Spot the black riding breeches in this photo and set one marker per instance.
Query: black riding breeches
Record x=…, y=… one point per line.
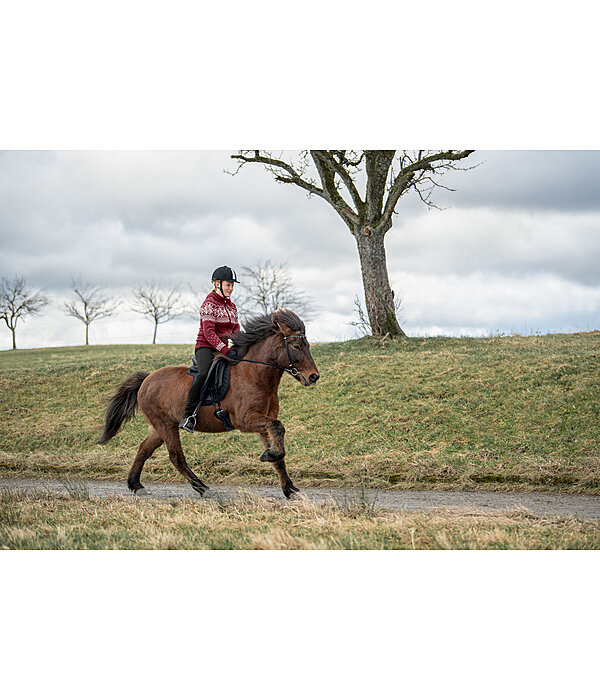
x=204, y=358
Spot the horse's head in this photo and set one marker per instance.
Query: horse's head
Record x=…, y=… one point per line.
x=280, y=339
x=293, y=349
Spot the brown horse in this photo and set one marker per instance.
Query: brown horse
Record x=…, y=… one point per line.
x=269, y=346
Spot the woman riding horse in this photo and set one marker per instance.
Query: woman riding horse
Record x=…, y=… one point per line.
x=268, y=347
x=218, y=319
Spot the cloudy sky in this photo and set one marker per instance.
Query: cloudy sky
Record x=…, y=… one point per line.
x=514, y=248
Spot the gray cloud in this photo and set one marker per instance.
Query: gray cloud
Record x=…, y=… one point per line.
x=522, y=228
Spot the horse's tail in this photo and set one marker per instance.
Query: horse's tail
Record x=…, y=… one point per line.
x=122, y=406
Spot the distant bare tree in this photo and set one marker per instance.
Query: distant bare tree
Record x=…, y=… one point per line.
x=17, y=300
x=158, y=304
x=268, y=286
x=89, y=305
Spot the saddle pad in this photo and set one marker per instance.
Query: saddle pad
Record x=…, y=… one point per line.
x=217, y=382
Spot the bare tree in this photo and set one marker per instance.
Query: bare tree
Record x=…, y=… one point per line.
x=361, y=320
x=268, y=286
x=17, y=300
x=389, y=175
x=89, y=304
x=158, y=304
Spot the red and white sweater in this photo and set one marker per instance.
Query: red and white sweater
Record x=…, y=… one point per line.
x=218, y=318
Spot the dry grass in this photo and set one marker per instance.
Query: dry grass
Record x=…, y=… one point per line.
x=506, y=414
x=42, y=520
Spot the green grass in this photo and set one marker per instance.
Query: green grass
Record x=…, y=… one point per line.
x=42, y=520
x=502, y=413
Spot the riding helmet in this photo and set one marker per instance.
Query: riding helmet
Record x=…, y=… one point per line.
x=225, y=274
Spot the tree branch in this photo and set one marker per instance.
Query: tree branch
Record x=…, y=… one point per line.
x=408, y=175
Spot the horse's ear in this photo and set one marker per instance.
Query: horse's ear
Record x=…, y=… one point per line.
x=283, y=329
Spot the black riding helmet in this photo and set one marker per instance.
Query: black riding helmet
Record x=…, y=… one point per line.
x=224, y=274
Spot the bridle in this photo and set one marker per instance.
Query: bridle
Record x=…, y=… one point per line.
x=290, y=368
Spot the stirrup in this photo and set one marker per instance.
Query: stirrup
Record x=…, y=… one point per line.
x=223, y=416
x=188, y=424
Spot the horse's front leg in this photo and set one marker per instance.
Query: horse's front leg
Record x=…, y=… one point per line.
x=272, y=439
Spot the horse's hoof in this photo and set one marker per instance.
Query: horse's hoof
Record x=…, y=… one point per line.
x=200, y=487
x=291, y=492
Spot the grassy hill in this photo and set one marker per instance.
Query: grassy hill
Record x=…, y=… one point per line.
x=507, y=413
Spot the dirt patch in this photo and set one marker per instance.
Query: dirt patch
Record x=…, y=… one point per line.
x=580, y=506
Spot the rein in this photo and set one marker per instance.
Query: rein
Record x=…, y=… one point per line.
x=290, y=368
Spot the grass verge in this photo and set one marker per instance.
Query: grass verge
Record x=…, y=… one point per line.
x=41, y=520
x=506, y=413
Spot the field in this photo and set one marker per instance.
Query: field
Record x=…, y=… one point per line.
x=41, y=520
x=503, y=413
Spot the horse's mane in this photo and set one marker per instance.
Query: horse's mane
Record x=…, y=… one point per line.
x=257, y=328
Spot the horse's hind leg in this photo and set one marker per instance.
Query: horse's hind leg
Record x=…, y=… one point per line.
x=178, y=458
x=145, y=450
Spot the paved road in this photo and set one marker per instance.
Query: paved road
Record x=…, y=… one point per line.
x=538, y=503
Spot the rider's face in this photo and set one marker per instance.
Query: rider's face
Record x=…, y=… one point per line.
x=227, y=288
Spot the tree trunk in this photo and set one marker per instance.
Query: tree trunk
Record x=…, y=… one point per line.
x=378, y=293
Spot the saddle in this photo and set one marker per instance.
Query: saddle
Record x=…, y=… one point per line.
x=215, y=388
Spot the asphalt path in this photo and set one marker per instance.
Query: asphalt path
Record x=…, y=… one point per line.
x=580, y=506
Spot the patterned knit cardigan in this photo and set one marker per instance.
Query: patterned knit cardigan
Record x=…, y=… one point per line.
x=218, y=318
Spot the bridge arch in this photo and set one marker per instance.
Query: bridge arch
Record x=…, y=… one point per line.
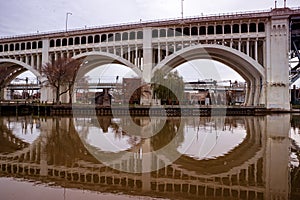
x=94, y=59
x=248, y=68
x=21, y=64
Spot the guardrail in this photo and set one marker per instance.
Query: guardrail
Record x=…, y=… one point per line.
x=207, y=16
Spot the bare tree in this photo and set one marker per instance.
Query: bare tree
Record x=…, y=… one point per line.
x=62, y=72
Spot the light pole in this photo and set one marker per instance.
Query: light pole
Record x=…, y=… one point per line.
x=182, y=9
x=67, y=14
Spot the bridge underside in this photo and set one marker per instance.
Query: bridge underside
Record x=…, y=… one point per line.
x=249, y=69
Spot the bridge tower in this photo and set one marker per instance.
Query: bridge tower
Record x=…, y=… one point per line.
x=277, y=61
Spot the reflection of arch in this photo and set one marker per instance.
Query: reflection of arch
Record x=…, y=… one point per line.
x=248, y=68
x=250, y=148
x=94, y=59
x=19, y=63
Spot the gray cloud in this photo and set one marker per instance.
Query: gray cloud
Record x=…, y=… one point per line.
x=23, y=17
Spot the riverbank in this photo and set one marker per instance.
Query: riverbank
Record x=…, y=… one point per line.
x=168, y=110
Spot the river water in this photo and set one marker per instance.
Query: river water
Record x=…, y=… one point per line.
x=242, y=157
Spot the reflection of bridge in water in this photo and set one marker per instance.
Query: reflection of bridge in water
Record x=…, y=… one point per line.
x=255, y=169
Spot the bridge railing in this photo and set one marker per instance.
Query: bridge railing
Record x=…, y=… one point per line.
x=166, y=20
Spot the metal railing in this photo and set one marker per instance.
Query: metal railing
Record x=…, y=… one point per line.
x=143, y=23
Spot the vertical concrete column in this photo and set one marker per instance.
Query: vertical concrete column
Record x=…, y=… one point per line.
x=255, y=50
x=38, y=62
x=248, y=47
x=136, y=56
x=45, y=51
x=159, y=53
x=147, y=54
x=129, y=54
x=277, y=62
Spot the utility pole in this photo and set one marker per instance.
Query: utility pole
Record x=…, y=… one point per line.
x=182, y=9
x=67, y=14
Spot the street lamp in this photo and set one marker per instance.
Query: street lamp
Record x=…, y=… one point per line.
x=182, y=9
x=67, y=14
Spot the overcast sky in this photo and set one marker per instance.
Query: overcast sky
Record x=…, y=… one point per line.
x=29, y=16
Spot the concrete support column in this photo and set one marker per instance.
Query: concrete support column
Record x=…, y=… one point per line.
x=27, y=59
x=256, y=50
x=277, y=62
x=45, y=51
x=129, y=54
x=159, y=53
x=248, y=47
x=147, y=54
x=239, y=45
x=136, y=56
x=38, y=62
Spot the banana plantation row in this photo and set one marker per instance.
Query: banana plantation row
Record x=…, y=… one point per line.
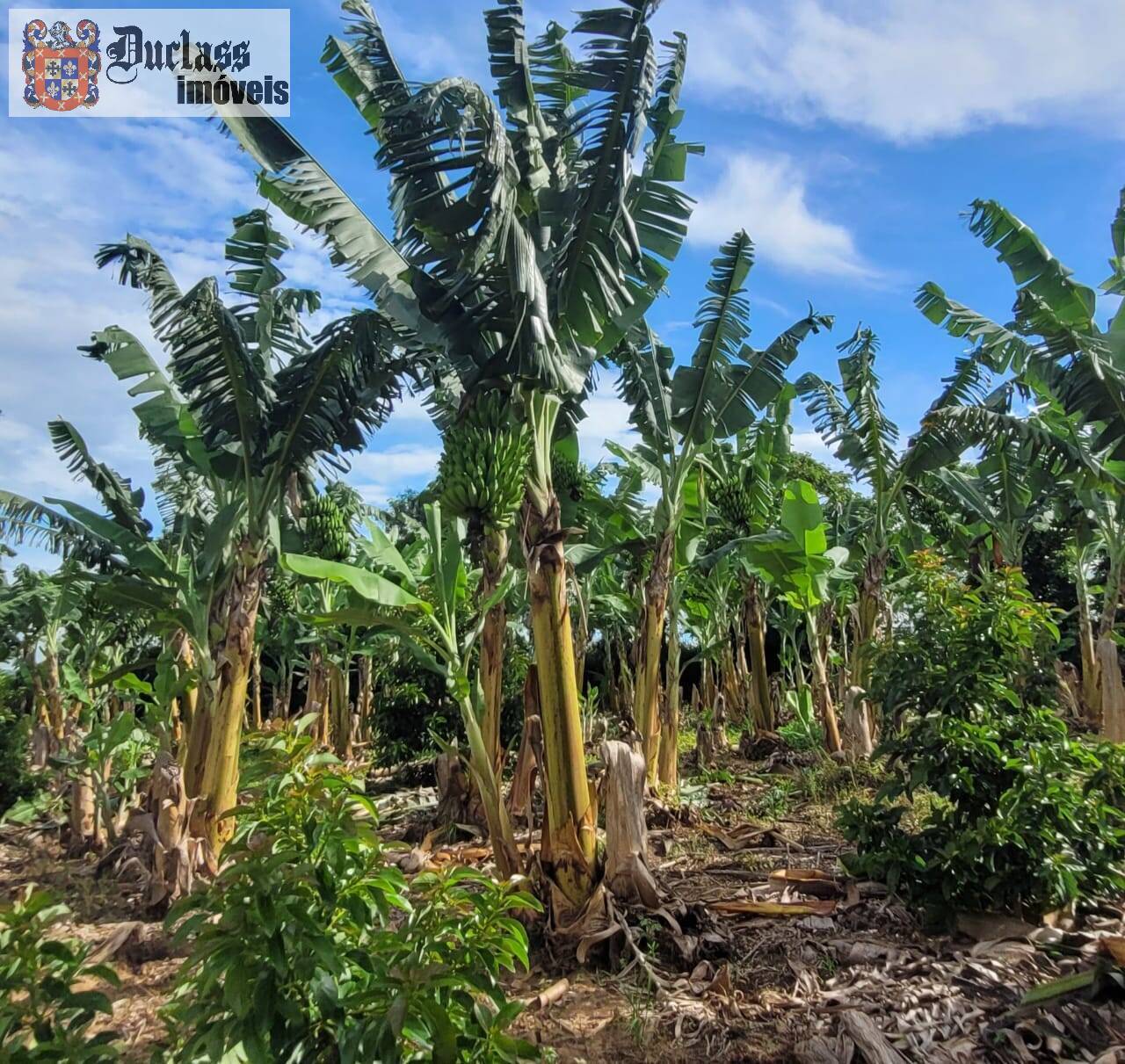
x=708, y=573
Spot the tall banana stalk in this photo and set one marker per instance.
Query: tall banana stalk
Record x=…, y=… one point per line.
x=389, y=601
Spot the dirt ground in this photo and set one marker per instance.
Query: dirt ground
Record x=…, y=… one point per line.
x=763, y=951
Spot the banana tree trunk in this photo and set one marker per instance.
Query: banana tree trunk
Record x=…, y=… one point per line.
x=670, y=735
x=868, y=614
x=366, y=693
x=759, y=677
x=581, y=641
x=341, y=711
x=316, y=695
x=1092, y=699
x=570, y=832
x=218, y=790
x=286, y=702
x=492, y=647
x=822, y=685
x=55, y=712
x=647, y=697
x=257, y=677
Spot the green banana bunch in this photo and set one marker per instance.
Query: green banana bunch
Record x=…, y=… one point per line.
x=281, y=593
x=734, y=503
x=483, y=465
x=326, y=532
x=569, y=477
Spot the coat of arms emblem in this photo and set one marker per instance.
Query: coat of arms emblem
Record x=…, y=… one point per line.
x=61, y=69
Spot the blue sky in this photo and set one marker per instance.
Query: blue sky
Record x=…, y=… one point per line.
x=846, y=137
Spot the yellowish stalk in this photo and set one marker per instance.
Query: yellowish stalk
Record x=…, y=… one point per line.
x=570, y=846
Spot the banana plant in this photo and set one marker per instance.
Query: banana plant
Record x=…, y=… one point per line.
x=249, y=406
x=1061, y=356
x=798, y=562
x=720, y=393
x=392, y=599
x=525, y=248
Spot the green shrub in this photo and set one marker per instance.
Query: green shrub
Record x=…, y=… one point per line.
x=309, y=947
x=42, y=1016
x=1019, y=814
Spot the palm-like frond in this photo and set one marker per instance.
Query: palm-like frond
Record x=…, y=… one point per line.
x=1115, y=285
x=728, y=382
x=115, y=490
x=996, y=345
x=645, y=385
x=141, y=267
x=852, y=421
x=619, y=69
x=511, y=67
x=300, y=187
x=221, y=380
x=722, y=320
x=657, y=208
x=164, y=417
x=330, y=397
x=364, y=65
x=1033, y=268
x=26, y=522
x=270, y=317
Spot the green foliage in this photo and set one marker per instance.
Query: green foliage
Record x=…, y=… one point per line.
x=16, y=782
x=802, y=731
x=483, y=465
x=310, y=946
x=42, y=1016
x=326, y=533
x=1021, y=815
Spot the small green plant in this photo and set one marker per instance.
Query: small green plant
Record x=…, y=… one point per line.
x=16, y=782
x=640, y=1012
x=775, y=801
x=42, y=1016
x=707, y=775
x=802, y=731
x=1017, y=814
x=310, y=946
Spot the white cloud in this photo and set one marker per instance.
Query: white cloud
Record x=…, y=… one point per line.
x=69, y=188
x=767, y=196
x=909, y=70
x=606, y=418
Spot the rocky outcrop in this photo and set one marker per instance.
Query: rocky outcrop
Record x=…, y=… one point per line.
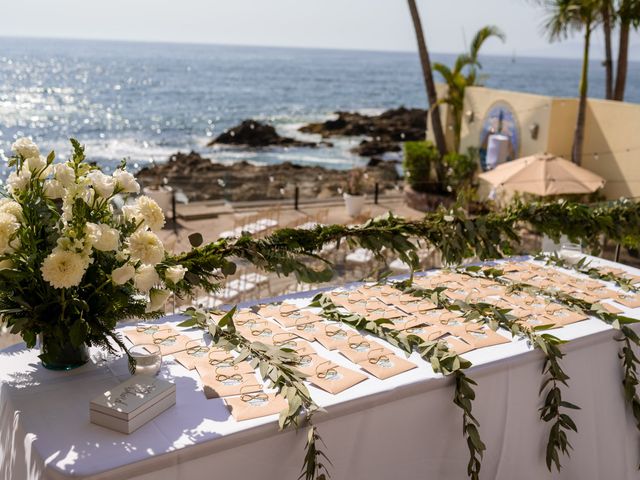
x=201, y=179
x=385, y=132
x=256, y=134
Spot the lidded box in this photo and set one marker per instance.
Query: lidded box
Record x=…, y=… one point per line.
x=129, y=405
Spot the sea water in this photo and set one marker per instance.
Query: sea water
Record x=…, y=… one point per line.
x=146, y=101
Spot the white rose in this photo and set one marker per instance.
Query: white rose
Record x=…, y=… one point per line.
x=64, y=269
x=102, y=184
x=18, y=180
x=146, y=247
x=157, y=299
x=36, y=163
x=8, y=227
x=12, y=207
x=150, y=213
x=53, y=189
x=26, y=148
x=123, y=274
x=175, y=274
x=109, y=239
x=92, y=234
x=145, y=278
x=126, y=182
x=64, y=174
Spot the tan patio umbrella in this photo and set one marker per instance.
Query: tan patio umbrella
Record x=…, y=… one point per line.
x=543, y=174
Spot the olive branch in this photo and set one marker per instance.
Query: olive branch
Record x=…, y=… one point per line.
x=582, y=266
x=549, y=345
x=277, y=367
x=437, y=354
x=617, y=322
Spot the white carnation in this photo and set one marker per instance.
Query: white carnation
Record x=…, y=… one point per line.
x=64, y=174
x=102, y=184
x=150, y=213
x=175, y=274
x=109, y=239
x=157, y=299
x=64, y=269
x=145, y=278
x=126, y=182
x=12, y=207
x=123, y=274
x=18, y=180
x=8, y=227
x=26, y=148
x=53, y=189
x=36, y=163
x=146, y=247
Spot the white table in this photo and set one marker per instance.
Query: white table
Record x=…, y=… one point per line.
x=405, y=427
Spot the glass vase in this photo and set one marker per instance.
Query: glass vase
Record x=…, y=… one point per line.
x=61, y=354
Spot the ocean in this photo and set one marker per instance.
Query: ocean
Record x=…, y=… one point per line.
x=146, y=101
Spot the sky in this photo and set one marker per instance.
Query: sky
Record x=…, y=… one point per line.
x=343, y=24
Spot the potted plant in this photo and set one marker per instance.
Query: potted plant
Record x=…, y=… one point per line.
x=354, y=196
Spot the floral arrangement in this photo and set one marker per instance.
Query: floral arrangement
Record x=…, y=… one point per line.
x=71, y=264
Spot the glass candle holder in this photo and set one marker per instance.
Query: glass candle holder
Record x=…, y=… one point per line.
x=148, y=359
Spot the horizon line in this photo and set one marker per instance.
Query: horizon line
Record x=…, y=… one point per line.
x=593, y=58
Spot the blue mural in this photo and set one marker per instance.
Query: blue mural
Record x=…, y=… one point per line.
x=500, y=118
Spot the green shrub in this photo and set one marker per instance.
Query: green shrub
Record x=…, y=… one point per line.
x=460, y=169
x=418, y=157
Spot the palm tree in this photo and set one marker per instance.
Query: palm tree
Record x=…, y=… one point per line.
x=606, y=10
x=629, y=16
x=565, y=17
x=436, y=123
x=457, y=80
○ ○ ○ ○ ○ ○ ○
• **TASK OBJECTIVE**
Among the entries above, find the line with "Spot the tree branch" and the line with "Query: rein"; give again exactly these two lines and all lines between them.

• **RESPONSE TO THIS TASK**
Spot the tree branch in this photo and set one marker per instance.
Query: tree branch
Record x=…, y=… one point per line.
x=408, y=175
Spot the horse's ear in this photo and set one marker per instance.
Query: horse's ear
Record x=…, y=… one point per line.
x=283, y=329
Spot the black riding helmet in this photo and set one marker per instance.
Query: black riding helmet
Record x=…, y=… one point per line.
x=224, y=274
Spot the bridle in this photo and set one marker per instance.
Query: bridle
Record x=…, y=… one point per line.
x=290, y=368
Spot the stirrup in this photo and set one marker per instance.
Query: stirrup
Record x=…, y=… one point per line.
x=223, y=416
x=188, y=424
Spot the horse's front leg in this photo and set one marker per instance.
Query: horse's front leg
Record x=…, y=… one point per line.
x=272, y=439
Spot the horse's hoof in this photo and set one marker per instance.
Query: horse's hoof
Record x=…, y=… one point per line.
x=200, y=487
x=291, y=492
Spot the grassy hill in this photo and set one marker per instance.
Query: grassy hill
Record x=…, y=… one point per line.
x=507, y=413
Spot the dirt patch in this photo and set one marker per instance.
Query: dirt patch
Record x=…, y=… one point per line.
x=580, y=506
Spot the rein in this photo and set one marker per instance.
Query: rein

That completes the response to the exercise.